[Reading text]

Life is difficult today but it was not easy to handle even in the prehistoric eras. The cave painter really made an excuse of difficulty when he paints the nighttime scene with charcoal. Lead researcher Allan Reddy marked the picture “crude in terms”; he thinks this picture indicates “… Ice Age humans had an awful lot of personal stuff going on”; though they were used to live a clan-oriented life. The sharing of common was essential for this life and which is now absent in modern civilization. Modern era completely uprooted the basic of common sharing when it got progress towards urban life. The chemical analysis of the painting said something about the infallible struggle of the cave members who suddenly wake up in the middle of the night as if nightmare forced them to wake so the painting can tell something about the peculiarity of life. 

The image shows up a man sitting on the antelope skin; it also indicates another man who is trying hard to start the fire; and as well a woman rubs her thighs with a sharp stone piece in such way as if she tries to kindle the fire by rubbing the stone in her skin, but it appeared injurious and going to chop her body now. The seated man looks dejected to think about the frightful agony of life; it awakes him in midnight and now he takes a seat on the antelope skin to see the comedy of life; e.g., they are at moment caught by the nightmare that they cannot kindle the fire for safety and warmth. The simple picture shows how life was terrifying in the prehistoric eras. It relates us to realize we’ve also fated to carry the same ambiance yet even. This message reminds how the most realistic situation of life can throw us in the nightmare-like absurdity. When we feel the unseen terror underneath our skin then we realized we are living a strenuous life in this planet with ambiguous nightmares.

[/Reading text]

What you will do: In the cave painting text, what is the dejected man sitting on? The lines that follow have nothing to do with the text on the cave painting.

[Dataset records]

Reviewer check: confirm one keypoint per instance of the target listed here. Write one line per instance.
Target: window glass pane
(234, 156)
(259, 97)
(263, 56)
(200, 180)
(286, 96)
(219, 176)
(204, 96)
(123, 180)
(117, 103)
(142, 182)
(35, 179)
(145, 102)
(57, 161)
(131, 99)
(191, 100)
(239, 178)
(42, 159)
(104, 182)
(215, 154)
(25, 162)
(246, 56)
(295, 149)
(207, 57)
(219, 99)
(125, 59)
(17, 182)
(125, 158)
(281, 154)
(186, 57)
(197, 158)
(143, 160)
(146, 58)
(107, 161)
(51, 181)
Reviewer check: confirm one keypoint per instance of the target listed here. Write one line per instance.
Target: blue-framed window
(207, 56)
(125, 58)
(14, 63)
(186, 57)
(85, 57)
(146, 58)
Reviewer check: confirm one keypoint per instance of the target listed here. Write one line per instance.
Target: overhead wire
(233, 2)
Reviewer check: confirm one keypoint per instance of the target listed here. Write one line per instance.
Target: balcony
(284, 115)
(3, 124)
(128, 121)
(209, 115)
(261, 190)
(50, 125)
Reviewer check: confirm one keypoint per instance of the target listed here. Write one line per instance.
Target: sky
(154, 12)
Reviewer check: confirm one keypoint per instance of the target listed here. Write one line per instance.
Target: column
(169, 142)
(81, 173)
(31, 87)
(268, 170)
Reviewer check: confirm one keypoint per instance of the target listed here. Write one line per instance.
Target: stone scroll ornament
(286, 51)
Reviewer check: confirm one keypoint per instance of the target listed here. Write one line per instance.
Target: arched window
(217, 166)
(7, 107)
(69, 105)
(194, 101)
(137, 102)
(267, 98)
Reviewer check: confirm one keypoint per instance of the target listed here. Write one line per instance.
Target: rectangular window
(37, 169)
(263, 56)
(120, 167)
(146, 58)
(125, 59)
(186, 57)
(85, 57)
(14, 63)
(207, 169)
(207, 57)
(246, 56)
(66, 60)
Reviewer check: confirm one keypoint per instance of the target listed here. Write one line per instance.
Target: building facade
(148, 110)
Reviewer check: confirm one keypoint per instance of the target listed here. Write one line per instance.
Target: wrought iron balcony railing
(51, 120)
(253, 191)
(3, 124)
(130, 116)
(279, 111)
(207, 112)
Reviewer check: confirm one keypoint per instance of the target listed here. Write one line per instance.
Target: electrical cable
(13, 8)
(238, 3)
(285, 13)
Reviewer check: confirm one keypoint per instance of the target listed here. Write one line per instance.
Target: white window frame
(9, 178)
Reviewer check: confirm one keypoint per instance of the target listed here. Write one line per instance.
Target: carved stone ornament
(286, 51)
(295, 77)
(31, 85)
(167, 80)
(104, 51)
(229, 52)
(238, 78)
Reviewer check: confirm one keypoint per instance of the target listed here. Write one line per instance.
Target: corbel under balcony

[/Dataset records]

Exercise response: An antelope skin.